Task statement: Count the lines of the material that contain the string "instance", and give only that number.

(Saved entries)
** START **

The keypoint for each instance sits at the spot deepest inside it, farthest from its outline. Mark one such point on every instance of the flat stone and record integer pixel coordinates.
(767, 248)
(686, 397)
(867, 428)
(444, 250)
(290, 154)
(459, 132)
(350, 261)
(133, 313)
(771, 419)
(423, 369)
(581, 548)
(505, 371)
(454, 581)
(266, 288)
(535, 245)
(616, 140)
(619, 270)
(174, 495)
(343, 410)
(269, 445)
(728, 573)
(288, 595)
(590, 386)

** END **

Result: 1